Source records:
□ □ □ □

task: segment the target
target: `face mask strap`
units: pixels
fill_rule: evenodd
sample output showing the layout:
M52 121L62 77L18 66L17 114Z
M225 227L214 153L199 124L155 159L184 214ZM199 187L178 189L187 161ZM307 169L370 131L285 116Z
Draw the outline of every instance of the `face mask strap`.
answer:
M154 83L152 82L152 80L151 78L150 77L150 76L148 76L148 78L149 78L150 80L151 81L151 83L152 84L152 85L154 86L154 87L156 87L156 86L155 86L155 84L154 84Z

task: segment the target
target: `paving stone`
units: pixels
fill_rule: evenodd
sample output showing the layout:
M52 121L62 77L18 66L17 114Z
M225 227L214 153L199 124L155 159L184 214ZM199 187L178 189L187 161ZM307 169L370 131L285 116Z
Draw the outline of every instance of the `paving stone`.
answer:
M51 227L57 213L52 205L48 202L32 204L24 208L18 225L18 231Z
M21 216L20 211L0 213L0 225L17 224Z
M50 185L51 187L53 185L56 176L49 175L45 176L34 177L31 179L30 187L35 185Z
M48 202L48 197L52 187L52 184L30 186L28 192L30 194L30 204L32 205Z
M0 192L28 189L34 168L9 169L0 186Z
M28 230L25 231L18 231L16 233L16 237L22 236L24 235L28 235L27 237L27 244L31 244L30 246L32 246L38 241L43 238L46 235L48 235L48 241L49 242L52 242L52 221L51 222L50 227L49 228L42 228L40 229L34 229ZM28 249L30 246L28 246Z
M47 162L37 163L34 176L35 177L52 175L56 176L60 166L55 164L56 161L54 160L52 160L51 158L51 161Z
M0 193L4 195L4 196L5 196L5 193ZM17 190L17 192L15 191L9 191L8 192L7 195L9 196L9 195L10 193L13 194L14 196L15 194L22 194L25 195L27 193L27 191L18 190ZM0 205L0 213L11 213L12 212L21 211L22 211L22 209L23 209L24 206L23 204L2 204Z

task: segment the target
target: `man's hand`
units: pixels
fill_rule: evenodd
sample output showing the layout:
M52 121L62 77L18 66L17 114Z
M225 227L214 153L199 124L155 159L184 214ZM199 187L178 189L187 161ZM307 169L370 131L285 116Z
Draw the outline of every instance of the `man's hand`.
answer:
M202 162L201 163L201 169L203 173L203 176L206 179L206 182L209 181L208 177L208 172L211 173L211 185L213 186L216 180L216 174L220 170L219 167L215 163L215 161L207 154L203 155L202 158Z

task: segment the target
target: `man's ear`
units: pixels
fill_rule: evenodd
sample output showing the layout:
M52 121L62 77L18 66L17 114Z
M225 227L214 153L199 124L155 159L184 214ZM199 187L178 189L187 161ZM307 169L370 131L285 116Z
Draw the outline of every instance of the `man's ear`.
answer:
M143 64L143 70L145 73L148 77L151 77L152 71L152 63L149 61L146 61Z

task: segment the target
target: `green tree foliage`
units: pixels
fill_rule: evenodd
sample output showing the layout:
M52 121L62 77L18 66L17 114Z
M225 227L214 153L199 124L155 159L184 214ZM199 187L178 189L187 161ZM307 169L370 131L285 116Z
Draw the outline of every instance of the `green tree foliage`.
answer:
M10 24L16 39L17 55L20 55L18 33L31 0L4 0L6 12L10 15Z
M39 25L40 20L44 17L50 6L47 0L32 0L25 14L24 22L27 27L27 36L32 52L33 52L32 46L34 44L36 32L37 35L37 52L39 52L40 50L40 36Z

□ □ □ □

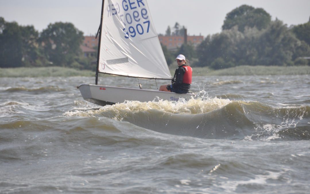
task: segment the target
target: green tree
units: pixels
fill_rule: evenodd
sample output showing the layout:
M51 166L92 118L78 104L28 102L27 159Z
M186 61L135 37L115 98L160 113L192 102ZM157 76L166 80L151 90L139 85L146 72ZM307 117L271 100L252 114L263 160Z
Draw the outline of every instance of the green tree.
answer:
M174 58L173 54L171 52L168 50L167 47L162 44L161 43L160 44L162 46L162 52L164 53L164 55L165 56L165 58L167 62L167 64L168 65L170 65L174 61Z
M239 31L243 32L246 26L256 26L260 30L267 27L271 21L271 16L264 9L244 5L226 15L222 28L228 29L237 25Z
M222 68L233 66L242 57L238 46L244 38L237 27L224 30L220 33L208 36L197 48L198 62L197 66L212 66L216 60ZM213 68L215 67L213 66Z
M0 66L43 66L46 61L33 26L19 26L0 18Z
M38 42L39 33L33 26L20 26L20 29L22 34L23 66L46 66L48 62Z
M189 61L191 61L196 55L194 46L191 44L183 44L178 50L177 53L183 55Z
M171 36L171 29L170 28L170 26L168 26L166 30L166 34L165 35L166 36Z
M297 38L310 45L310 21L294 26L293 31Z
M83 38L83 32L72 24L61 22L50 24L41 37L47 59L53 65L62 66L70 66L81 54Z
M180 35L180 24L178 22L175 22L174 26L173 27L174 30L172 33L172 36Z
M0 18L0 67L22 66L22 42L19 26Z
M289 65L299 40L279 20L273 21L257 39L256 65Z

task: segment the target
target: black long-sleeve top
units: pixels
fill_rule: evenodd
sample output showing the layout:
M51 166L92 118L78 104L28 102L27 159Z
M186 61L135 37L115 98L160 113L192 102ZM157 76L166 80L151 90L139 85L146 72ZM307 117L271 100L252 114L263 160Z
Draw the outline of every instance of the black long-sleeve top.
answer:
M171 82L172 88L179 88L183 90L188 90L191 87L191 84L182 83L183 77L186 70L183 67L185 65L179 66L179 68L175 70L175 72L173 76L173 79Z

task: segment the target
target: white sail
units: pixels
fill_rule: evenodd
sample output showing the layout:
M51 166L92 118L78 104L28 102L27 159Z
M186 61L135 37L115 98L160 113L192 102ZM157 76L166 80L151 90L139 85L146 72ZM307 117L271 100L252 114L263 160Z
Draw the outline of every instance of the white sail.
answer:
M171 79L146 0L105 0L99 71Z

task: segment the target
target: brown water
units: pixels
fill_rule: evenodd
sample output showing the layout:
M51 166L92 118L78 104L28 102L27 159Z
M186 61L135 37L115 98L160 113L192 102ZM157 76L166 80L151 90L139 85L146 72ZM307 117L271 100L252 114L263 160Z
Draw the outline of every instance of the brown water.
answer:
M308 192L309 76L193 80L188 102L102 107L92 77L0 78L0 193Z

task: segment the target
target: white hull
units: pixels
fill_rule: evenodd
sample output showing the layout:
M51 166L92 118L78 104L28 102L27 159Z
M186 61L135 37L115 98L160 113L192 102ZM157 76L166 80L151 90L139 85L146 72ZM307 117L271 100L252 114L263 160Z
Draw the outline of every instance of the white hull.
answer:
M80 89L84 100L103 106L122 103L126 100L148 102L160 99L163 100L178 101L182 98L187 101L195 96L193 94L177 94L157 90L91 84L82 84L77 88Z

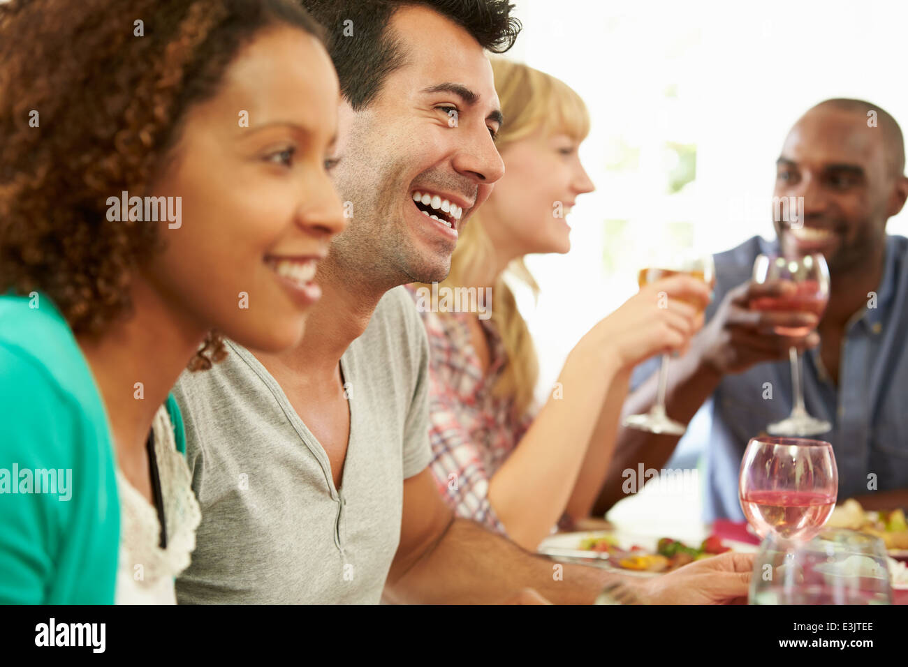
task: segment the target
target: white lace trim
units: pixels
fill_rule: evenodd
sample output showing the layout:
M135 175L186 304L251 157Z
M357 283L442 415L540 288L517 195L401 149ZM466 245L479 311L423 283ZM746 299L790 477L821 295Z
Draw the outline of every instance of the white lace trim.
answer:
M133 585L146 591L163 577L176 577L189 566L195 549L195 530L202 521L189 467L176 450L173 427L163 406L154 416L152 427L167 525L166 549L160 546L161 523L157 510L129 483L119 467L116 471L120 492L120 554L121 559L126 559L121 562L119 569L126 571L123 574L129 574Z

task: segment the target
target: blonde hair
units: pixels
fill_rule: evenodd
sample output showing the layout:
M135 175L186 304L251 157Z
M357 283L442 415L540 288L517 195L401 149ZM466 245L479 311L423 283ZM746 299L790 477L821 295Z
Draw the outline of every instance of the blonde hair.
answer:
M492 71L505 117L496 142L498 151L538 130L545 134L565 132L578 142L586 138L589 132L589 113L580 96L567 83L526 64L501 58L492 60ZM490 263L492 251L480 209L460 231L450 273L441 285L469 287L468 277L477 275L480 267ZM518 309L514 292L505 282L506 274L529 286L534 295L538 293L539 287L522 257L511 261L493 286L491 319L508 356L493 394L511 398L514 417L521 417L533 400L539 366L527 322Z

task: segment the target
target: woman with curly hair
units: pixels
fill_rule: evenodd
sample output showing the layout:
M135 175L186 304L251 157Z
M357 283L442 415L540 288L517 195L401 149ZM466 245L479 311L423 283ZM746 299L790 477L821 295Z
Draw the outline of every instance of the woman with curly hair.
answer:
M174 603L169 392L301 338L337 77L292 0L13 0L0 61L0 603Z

□ □ □ □

## What to produce:
How many lines in the records contain the string "mask"? Matching is case-sensitive; reply with the number alone.

## In response:
2